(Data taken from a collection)
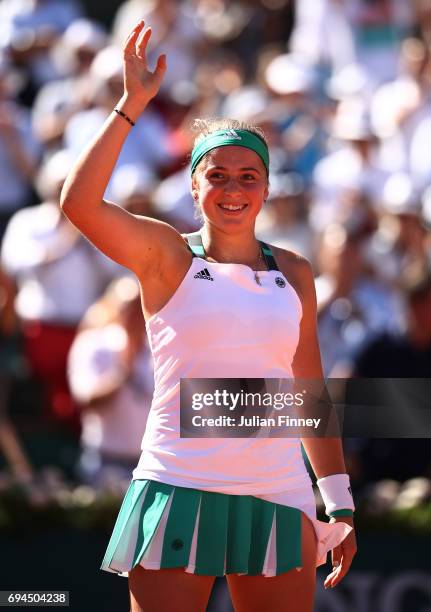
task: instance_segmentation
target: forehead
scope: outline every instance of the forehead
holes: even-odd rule
[[[232,171],[241,168],[256,168],[260,172],[266,172],[262,159],[255,151],[236,145],[212,149],[208,151],[202,161],[205,162],[206,167],[223,166]]]

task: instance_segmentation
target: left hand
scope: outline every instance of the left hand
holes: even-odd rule
[[[350,569],[353,557],[356,555],[356,535],[353,518],[349,516],[339,516],[331,518],[330,523],[347,523],[353,527],[353,531],[341,542],[339,546],[331,551],[332,572],[328,574],[324,582],[325,589],[337,586]]]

## Given exercise
Locate each line above that contains the word "outline" and copy those lines.

## Result of the task
scope: outline every instance of the forehead
scope: outline every instance of the left hand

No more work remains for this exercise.